* [Written problem A]: In the gravity post, what name does the macro give to "G"?
* [Written problem B]: From the gravity post, duplicate the passage that runs from "When the gravitational" up to and including "OK on that).".

* [Text to read]:
Now that it can be shown that the gravitational attraction between two masses can be altered and especially altered when the masses are radiating gravitational energy, we are given a clue as to how gravity works. As a simple guess it is like magnetism in that it can be more (stronger) or less (weaker) without changing the mass of the material.
When the gravitational attraction between two masses declines part of the gravitational potential energy debt incurred has to be repaid, so you get a breakdown in the dr/dt formula, which only accounts for the amount of movement due to the loss of momentum from the gravitational energy component, but that loss also reduces G so a huge amount of extra movement is required to fund that. The dE/dt, and dp/dt formulas holds true, and they correctly account for the period change (so Weisberg and Taylor were OK on that).
But with the macro a solution was recovered that altered both "r" and "dr" and "G" (called GB2 in the macro).

It will take a bit of thought to even attempt to explain what could be happening at the subatomic/quantum level.
The only thing that hasn't held is the postulate that G is constant throughout all time and space.

 

An interesting extension of this project would be to continue to follow what will happen as the Hulse Taylor Binary stars continue their orbital decay. We have the verified Formula 3 from the Weisberg and Taylor paper that very accurately follows the orbital period change. So each year we could recalculate the orbital period for year (n) and the new Gb(n) and see how long the collapse will take. Note: As the Gb(n) weakens maybe the final collapse could be slowed, but then when they do combine into the black-hole we could have the Gravitational constant for this black-hole (GBH) . Maybe we can show that time is not zero at the event horizon of a black hole! Every time I read that time is stopped by a black-hole it never rings true with me, so one way or the other we will find out.
I could streamline the above macro and make it loop till the sum of the semi major axes equals zero. I would also need to introduce formula 3 to keep track of the orbital period changes.
Is there anyone out there who is able to help?

We'd need it to loop real quickly for the computer would have to run day and night for 9.5 years if the calculation took 1 sec/y if the period to collapse was the expected 300 million years.
We could make it a little less accurate and look at increments of 1,000 years. and get an answer in 3.5 days. So it is not impossible.

* [Data section]:
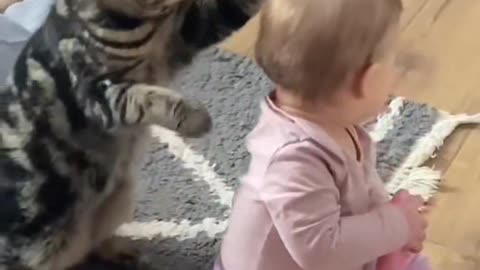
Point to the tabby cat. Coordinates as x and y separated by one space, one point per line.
84 90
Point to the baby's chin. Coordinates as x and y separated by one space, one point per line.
372 120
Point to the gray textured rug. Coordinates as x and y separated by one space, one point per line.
186 188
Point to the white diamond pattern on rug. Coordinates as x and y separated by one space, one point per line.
187 187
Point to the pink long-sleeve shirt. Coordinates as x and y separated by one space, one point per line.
306 205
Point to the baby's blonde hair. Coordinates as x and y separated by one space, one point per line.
309 46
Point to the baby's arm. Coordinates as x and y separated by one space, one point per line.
303 200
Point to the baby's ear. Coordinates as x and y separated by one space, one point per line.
368 80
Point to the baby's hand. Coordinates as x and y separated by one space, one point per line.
411 206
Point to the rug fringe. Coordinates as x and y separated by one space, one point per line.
424 181
385 122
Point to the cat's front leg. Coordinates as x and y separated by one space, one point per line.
132 104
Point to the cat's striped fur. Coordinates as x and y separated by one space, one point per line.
85 88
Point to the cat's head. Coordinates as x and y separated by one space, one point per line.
141 9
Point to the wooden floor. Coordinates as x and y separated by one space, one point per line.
444 38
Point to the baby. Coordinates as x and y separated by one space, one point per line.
312 199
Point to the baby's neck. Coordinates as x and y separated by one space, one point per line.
328 116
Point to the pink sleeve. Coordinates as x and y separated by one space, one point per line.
303 200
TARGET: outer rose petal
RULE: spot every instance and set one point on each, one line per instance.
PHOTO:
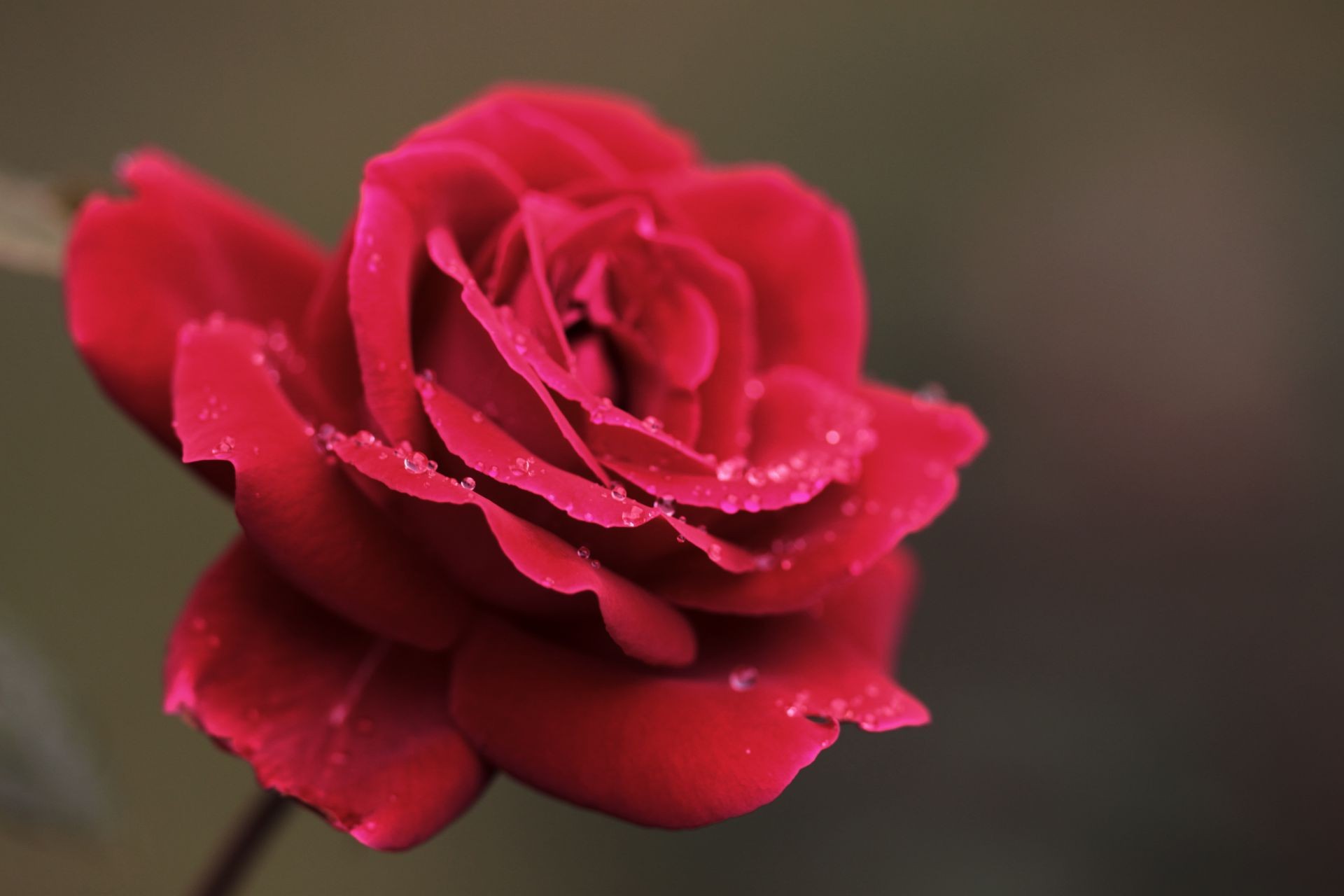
(663, 750)
(299, 511)
(543, 149)
(906, 481)
(178, 248)
(802, 255)
(355, 727)
(625, 130)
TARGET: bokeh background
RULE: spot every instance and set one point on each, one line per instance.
(1110, 227)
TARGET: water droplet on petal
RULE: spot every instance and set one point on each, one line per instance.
(743, 678)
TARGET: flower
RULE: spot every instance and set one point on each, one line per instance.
(561, 465)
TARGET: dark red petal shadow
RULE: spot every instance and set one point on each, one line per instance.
(353, 726)
(670, 750)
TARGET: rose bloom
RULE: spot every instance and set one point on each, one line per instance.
(561, 464)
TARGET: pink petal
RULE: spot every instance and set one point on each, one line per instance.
(355, 727)
(178, 248)
(906, 481)
(644, 626)
(800, 253)
(299, 511)
(445, 253)
(717, 741)
(806, 434)
(403, 195)
(543, 149)
(624, 127)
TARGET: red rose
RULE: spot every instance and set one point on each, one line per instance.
(561, 464)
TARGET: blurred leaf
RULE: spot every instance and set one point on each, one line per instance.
(34, 218)
(46, 776)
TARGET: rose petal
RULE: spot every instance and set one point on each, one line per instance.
(445, 253)
(300, 512)
(355, 727)
(644, 626)
(403, 195)
(179, 248)
(800, 253)
(722, 396)
(625, 128)
(906, 481)
(806, 434)
(668, 750)
(543, 149)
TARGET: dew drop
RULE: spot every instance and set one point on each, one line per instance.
(743, 678)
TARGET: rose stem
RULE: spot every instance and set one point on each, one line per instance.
(244, 844)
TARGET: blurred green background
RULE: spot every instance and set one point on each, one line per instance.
(1110, 227)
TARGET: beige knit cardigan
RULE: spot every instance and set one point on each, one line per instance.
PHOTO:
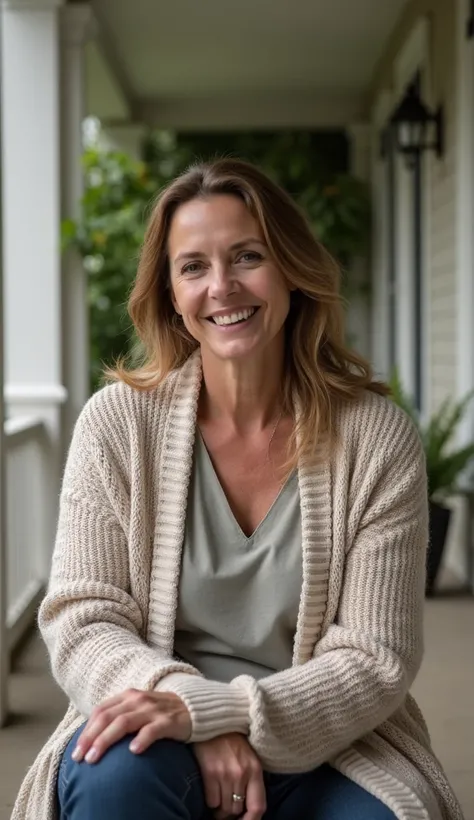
(109, 613)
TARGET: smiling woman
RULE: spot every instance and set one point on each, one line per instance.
(236, 596)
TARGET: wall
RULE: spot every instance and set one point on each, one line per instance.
(440, 244)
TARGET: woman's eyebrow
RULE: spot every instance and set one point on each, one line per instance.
(242, 243)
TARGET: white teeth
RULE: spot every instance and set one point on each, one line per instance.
(232, 318)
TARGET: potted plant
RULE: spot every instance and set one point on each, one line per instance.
(444, 464)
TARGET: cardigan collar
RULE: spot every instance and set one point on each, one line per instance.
(173, 467)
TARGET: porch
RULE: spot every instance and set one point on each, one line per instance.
(138, 65)
(443, 689)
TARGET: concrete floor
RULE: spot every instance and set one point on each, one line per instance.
(444, 689)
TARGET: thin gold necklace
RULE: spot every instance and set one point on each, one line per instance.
(273, 434)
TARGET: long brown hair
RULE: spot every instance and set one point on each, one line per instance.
(320, 368)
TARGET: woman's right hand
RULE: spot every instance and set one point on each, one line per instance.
(230, 766)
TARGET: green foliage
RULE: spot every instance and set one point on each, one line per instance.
(444, 464)
(119, 193)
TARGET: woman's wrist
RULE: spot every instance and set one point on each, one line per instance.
(216, 708)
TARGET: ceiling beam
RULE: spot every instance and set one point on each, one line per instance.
(270, 110)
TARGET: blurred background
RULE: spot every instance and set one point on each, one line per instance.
(364, 112)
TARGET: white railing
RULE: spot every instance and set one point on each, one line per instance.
(27, 507)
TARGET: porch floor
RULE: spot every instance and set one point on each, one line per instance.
(444, 690)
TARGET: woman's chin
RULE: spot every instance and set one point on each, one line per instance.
(237, 349)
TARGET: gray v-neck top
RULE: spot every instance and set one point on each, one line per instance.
(238, 597)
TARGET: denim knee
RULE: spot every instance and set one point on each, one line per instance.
(164, 778)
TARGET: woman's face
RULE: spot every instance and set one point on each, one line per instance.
(231, 295)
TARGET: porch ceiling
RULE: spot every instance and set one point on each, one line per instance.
(167, 55)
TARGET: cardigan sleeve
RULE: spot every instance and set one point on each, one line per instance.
(91, 624)
(366, 661)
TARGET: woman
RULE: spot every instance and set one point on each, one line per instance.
(235, 604)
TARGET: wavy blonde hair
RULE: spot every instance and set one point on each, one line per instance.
(320, 369)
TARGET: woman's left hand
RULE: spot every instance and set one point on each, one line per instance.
(153, 715)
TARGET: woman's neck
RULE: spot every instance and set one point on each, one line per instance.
(246, 396)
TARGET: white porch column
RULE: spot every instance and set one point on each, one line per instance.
(465, 214)
(31, 215)
(359, 318)
(76, 25)
(4, 654)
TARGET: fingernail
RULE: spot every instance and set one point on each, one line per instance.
(91, 755)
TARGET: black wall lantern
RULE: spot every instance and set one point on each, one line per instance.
(414, 128)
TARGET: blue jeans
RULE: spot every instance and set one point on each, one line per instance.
(164, 783)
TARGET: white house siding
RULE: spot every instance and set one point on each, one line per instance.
(442, 280)
(440, 239)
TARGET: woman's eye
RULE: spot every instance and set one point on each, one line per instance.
(193, 267)
(250, 256)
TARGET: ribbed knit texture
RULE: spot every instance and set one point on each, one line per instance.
(109, 614)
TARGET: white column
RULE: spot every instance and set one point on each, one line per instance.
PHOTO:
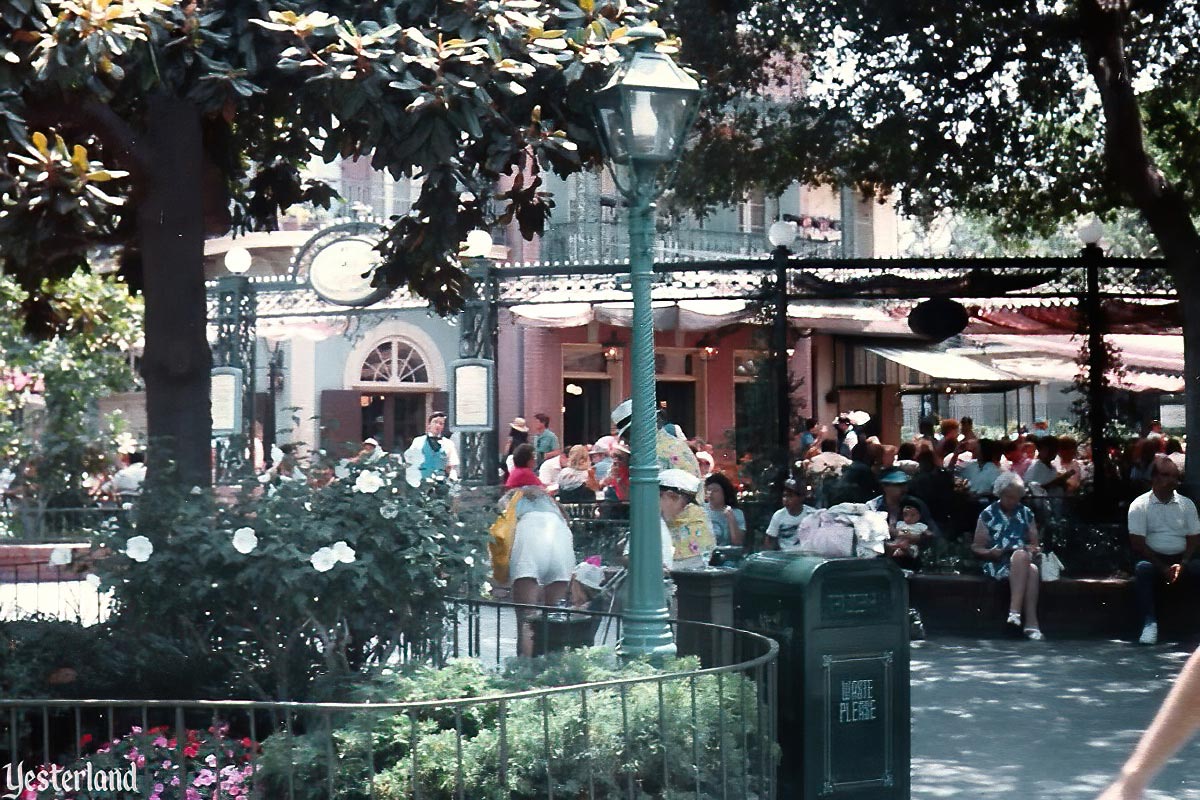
(301, 391)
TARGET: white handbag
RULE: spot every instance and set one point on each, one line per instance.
(1051, 566)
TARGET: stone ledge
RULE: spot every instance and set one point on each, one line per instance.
(970, 605)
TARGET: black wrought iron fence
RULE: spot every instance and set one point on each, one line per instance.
(696, 733)
(34, 523)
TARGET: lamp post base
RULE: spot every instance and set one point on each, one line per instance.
(646, 638)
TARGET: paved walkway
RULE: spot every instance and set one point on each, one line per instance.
(1024, 720)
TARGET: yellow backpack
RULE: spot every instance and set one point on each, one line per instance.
(503, 531)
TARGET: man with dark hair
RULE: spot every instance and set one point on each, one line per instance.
(1042, 471)
(432, 455)
(1164, 531)
(544, 440)
(809, 437)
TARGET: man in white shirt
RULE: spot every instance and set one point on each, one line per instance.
(432, 455)
(785, 523)
(1164, 531)
(127, 482)
(828, 459)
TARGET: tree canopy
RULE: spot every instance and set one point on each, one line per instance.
(1035, 113)
(149, 125)
(1031, 114)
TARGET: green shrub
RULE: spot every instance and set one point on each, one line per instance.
(47, 657)
(627, 738)
(292, 589)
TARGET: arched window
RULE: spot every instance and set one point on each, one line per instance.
(394, 362)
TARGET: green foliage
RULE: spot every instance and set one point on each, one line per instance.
(461, 94)
(55, 659)
(629, 737)
(1024, 114)
(325, 581)
(91, 323)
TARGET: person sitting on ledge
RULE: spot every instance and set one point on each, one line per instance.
(1164, 531)
(1007, 541)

* [Correct output A]: GB2

* [Correct output B]:
When the gravitational attraction between two masses declines part of the gravitational potential energy debt incurred has to be repaid, so you get a breakdown in the dr/dt formula, which only accounts for the amount of movement due to the loss of momentum from the gravitational energy component, but that loss also reduces G so a huge amount of extra movement is required to fund that. The dE/dt, and dp/dt formulas holds true, and they correctly account for the period change (so Weisberg and Taylor were OK on that).